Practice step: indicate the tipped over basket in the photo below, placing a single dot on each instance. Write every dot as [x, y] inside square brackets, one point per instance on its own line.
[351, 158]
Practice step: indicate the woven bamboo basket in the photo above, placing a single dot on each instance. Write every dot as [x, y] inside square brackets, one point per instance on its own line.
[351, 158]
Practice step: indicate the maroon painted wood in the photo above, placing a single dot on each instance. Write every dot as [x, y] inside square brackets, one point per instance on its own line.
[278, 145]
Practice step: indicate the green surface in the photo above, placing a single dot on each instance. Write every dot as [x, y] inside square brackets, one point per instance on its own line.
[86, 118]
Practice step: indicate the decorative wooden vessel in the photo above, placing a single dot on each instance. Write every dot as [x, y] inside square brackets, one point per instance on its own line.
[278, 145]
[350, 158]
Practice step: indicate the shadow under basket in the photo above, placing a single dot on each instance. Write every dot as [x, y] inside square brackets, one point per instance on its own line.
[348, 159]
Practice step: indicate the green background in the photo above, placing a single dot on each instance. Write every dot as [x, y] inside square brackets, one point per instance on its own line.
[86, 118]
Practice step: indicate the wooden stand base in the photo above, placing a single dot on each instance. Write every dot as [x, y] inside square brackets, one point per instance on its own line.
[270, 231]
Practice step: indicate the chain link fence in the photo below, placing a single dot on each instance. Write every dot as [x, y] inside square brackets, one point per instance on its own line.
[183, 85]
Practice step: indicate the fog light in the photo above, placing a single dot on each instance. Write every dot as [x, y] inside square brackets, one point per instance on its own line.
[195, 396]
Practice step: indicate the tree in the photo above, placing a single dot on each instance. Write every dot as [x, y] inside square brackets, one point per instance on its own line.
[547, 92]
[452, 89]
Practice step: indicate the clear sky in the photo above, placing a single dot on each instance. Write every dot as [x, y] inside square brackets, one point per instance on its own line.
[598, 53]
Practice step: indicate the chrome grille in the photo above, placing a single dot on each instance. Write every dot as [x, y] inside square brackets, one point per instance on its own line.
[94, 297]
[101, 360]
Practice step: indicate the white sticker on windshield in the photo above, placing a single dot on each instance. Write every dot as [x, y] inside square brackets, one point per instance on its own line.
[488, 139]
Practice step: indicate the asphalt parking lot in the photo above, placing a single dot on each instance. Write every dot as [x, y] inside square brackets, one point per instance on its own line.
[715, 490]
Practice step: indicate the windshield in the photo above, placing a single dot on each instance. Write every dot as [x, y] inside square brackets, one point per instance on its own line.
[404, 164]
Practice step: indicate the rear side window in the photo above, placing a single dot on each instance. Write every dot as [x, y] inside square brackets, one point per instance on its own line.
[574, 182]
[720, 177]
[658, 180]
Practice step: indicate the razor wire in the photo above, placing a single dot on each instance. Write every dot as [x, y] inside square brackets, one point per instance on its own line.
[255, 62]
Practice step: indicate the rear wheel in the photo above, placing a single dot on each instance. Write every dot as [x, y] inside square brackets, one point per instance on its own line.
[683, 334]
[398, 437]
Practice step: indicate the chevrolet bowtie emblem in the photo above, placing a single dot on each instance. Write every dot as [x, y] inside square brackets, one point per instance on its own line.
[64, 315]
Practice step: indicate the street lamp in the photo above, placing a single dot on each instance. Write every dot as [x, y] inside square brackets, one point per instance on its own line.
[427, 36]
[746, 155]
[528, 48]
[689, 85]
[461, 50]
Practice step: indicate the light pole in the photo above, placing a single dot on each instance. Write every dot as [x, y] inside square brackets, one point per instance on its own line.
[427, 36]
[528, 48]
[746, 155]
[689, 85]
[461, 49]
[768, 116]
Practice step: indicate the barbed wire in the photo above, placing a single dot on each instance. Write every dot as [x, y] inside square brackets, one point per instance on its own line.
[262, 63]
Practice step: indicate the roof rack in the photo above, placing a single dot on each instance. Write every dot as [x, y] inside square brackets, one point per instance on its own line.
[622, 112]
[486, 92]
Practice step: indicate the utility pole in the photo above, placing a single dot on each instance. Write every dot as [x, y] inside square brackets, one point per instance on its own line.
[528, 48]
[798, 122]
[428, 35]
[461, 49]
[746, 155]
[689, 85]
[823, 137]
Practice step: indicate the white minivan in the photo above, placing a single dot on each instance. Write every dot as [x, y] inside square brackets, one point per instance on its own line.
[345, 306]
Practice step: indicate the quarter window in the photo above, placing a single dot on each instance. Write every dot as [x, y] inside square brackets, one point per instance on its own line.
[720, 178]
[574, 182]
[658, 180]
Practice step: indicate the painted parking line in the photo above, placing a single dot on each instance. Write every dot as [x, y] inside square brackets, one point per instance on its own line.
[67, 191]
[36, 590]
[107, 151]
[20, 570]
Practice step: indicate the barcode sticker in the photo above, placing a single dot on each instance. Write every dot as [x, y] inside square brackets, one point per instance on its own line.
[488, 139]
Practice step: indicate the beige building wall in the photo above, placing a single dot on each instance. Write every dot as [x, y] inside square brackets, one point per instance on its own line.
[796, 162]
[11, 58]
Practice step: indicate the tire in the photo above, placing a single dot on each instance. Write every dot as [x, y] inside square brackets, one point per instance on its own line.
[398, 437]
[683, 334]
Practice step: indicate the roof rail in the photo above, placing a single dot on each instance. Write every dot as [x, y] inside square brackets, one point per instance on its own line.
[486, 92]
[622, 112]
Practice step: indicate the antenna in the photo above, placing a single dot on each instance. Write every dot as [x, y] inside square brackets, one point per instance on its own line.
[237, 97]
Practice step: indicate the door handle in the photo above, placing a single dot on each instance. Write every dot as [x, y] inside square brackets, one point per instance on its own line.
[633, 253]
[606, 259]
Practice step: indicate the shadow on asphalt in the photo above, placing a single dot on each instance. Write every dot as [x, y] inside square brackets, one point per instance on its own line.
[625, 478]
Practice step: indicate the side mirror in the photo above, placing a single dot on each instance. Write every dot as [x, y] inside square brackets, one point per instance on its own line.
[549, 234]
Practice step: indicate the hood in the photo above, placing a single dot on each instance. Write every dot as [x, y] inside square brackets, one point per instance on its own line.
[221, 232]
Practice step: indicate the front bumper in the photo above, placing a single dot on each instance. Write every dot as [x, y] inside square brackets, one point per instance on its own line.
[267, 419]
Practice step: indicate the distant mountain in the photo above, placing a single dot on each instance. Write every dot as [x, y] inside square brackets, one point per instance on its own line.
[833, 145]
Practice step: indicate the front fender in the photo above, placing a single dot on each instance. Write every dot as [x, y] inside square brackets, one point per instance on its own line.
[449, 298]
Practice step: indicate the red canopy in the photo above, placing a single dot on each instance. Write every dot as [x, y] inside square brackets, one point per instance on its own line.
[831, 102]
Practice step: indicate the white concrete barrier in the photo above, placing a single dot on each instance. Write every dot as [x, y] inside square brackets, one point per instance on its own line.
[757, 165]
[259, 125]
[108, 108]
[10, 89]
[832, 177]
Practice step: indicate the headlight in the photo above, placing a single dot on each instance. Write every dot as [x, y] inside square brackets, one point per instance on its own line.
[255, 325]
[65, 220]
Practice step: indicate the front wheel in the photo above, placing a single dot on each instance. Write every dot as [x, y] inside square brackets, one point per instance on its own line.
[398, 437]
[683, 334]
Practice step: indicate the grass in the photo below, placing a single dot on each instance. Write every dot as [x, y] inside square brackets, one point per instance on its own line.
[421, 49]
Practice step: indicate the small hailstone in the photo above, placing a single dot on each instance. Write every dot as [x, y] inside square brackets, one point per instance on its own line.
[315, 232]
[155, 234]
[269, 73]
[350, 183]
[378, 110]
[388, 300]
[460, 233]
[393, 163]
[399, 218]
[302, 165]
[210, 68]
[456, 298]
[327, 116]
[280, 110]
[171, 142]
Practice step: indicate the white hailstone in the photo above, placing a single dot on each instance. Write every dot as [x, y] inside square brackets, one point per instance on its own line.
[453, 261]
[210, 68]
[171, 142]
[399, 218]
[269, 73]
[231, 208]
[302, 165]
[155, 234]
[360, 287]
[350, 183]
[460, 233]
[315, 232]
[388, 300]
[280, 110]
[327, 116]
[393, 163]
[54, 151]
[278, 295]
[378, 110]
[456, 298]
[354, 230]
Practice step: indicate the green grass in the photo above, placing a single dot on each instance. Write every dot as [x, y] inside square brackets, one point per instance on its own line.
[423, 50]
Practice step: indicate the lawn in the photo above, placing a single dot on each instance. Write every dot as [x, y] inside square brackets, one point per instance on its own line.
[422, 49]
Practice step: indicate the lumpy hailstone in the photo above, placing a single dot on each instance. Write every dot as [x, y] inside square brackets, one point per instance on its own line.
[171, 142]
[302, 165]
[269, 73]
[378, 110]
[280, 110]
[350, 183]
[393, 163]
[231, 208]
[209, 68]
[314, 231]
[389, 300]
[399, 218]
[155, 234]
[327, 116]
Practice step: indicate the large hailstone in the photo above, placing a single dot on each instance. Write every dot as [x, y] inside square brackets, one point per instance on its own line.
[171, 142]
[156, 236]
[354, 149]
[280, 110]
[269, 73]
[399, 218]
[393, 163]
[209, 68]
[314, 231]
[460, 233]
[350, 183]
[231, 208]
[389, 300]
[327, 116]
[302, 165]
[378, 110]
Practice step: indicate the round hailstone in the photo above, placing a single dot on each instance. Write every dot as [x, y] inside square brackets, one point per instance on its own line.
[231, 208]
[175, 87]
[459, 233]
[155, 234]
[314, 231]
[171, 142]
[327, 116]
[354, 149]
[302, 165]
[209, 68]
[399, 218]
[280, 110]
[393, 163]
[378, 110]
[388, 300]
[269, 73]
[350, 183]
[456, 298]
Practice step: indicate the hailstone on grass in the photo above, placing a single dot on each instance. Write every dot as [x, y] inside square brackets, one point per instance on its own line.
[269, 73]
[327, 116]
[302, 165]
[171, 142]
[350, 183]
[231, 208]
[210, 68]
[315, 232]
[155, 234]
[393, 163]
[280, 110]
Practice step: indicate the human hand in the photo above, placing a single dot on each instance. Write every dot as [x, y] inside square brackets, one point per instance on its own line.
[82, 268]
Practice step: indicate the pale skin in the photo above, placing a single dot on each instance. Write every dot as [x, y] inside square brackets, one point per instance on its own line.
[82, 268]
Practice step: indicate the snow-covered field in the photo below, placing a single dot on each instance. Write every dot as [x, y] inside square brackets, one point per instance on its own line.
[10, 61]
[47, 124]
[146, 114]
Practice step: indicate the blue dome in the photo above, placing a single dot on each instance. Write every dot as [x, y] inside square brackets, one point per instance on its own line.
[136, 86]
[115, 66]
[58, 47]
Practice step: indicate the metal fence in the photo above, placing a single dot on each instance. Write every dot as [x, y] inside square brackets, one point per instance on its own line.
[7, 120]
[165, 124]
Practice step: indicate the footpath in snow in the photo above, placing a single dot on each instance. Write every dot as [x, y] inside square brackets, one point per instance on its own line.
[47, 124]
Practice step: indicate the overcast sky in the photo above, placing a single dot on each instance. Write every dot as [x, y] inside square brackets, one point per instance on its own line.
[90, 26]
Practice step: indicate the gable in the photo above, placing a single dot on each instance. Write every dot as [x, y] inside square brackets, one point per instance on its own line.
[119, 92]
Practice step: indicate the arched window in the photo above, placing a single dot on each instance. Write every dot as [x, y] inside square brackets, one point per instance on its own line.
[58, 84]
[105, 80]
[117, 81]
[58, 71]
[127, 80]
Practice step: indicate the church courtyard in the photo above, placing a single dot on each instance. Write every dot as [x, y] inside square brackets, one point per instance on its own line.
————
Your output consists solely of the lines from the one with "Practice step: indicate the arched" through the last line, copied exactly.

Practice step: indicate the arched window in the photo above, placing a single dot on each instance. Write every dot as [x, y] inside square brackets, one point per instance on its own line.
[58, 84]
[105, 80]
[117, 81]
[58, 71]
[127, 80]
Practice step: indicate the church courtyard in the photo above, placing a single dot on each instance. Write every dot as [x, y] inside square brackets, one point per instance on its own line.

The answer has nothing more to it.